__Given entries__
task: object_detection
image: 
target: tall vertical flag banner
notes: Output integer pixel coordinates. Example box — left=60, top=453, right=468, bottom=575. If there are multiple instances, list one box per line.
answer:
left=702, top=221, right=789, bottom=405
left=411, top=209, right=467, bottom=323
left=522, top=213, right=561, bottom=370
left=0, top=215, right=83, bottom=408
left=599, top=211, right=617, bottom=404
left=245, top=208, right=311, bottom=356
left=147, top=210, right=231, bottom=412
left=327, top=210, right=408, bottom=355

__Written problem__
Copy out all the items above, changing "vertical" to "upright" and leaving every other part as it is.

__Answer to this exercise__
task: object_detection
image: 
target: tall upright flag banner
notes: Output integer pixel coordinates. Example box — left=60, top=453, right=468, bottom=575. If there are multiple instances, list one box per line.
answer:
left=702, top=221, right=789, bottom=405
left=411, top=209, right=467, bottom=323
left=522, top=213, right=561, bottom=370
left=0, top=215, right=83, bottom=408
left=599, top=211, right=617, bottom=404
left=245, top=208, right=311, bottom=356
left=147, top=210, right=231, bottom=412
left=327, top=210, right=408, bottom=355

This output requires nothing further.